*PROBLEMS AND TASKS*.
1. List every place name that appears in the Boko Haram article.
2. Please rewrite the Boko Haram article between "The relatively new" and "that country ungovernable.", inclusive, changing "gunmen" to "attackers".
-- TEXT PROVIDED follows --
Boko Haram
Members of emergency services work at the scene of an explosion at a police station after a suspected suicide bomber was killed and many vehicles were destroyed in Abuja June 16, 2011. Reuters

Nigerian Islamic militant organization Boko Haram has continued its wave of attacks, bombing three beer gardens in the city of Maiduguri.

Motorcyclists threw bombs at the outdoor bars, killing 25 and leaving as many as 30 others wounded. The motorcyclists escaped.

Boko Haram, which translates closely to non-Islamic (or Western) education is a sin, is on a violent mission to make Nigeria an Islamic state. The group wants to impose Sharia law, which prohibits alcohol consumption.

The relatively new insurgent group surfaced in Nigeria in 2009.

Last week, Boko Haram was blamed for two deadly attacks that left at least eight people dead in Kankara Town. The group of gunmen detonated a bomb outside a bank before storming in and taking cash. A security guard was killed by the gunmen. They also attacked the divisional police station, killing three policemen, and releasing suspects from cells. Earlier in the month, two Boko Haram-linked bombs were detonated outside separate Nigerian police compounds. The attacks killed nine people. The group warned that more, fiercer attacks were soon to come.

In a handwritten statement, the group said Very soon, we will wage jihad...We want to make it known that our jihadists have arrived in Nigeria from Somalia where they received real training on warfare from our brethren who made that country ungovernable.
-- TEXT PROVIDED concluded --
-- DATA BLOCK follows --
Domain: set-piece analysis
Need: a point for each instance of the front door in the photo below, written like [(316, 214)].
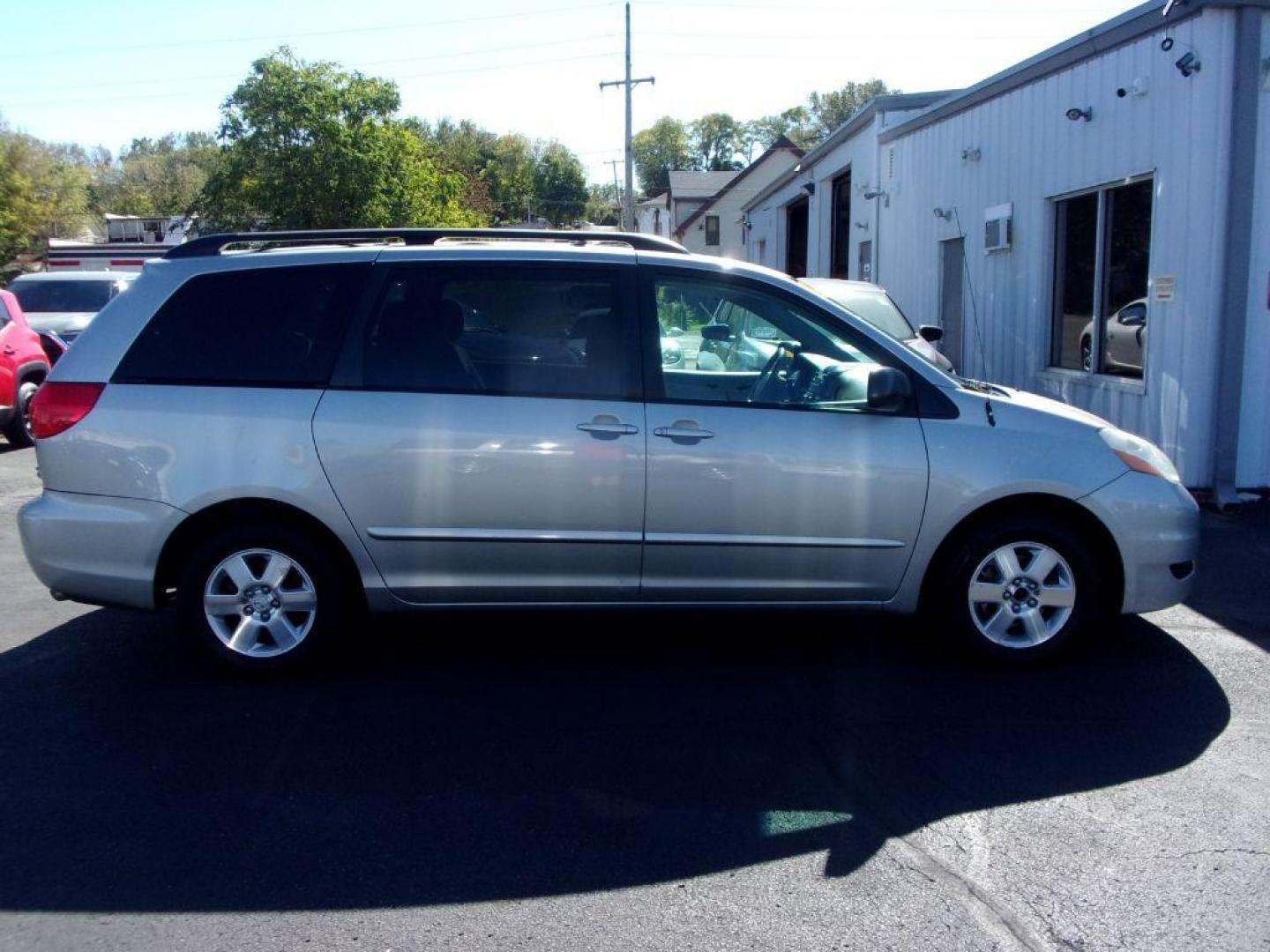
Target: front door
[(775, 482), (796, 221), (952, 299), (488, 439)]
-- DATA BLOCK concluded --
*YOUR WRITTEN ANSWERS*.
1. Abuja, Maiduguri, Nigeria, Kankara Town, Somalia

2.
The relatively new insurgent group surfaced in Nigeria in 2009.

Last week, Boko Haram was blamed for two deadly attacks that left at least eight people dead in Kankara Town. The group of attackers detonated a bomb outside a bank before storming in and taking cash. A security guard was killed by the attackers. They also attacked the divisional police station, killing three policemen, and releasing suspects from cells. Earlier in the month, two Boko Haram-linked bombs were detonated outside separate Nigerian police compounds. The attacks killed nine people. The group warned that more, fiercer attacks were soon to come.

In a handwritten statement, the group said Very soon, we will wage jihad...We want to make it known that our jihadists have arrived in Nigeria from Somalia where they received real training on warfare from our brethren who made that country ungovernable.